(Records)
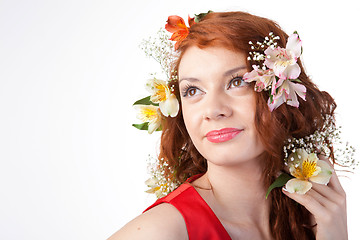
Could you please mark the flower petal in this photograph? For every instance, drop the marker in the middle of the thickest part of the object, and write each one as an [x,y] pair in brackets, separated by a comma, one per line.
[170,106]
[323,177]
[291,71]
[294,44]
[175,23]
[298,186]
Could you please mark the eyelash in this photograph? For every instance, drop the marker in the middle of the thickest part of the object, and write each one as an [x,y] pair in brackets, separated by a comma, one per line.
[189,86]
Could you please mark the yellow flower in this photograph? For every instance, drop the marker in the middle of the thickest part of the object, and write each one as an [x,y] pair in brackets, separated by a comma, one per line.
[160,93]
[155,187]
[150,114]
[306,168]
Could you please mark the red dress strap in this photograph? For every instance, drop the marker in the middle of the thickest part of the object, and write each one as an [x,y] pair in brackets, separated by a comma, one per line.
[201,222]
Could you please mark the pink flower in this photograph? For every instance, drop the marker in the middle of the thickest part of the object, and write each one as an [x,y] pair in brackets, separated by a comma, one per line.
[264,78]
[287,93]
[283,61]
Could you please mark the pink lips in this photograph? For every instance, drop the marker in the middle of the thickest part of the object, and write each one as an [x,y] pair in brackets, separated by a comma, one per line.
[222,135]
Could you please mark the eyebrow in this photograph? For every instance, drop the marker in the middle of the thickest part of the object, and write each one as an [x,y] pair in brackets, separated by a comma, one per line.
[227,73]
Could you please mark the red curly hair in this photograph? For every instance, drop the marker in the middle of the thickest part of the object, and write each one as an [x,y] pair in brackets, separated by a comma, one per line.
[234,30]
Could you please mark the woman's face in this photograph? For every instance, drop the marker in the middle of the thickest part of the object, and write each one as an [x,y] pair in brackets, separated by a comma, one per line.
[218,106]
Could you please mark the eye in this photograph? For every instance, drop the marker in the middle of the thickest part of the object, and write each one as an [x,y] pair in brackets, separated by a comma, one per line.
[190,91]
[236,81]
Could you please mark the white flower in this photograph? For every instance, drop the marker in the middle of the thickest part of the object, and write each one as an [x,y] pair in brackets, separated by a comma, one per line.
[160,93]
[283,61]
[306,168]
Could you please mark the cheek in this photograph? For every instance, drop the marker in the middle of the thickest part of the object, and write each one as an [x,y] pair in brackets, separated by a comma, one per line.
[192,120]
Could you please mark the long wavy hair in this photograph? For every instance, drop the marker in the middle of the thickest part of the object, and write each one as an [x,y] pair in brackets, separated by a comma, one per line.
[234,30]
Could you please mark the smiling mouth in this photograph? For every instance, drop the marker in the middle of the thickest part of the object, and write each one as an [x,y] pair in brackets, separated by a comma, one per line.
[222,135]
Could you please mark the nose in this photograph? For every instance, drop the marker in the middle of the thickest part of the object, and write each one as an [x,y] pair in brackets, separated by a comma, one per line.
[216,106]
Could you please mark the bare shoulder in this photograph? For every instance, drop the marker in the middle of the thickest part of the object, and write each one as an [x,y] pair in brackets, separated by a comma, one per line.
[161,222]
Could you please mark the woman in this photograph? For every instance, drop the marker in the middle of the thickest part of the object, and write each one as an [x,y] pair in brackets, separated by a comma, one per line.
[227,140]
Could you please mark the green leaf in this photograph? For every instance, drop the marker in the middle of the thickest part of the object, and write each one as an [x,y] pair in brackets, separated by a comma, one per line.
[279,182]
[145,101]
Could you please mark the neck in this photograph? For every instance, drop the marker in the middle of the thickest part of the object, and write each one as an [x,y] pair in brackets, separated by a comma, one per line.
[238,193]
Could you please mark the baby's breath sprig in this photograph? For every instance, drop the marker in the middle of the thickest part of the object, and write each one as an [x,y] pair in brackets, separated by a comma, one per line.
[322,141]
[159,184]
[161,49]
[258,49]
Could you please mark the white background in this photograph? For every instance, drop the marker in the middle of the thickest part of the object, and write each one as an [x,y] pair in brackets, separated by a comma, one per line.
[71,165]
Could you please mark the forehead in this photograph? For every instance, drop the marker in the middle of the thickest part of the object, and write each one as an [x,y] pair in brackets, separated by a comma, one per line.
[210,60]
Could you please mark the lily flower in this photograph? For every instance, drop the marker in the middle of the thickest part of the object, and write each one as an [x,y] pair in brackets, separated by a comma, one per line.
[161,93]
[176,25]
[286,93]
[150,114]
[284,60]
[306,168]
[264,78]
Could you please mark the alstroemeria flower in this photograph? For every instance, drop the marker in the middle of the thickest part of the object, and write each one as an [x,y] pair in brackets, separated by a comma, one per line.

• **Problem statement**
Find the line containing "Could you please mark the white background", then output it and every line after it to the end of the data, exactly.

• **Solution for this exercise**
Could you please mark the white background in this photograph? For every instance, drop the marker in the middle of the thickest part of the object, and write each one as an [x,y] pair in brackets, separated by a comma, one per line.
[71,165]
Could you please mark the forehead in this photograph? For every instance, drop the marker in the middle of the thickest part of the object, and write each one as an [x,y] pair in brackets, separated by a comma, one per line.
[210,60]
Could you please mark the lily flower in this photograph? For every instance, drop the marker in the middle of the thickest part of the object, and write each one as an [x,y] pair in brackets, separated by a comma, one per line.
[161,93]
[176,25]
[286,93]
[150,114]
[284,60]
[306,168]
[264,78]
Could you please mark the alstroemeria flower in this photograph? For every instance, drop the marker in the middle of the thickest part of the object, and write each one as an [x,y] pair in brackets, separated by a comma, one per line.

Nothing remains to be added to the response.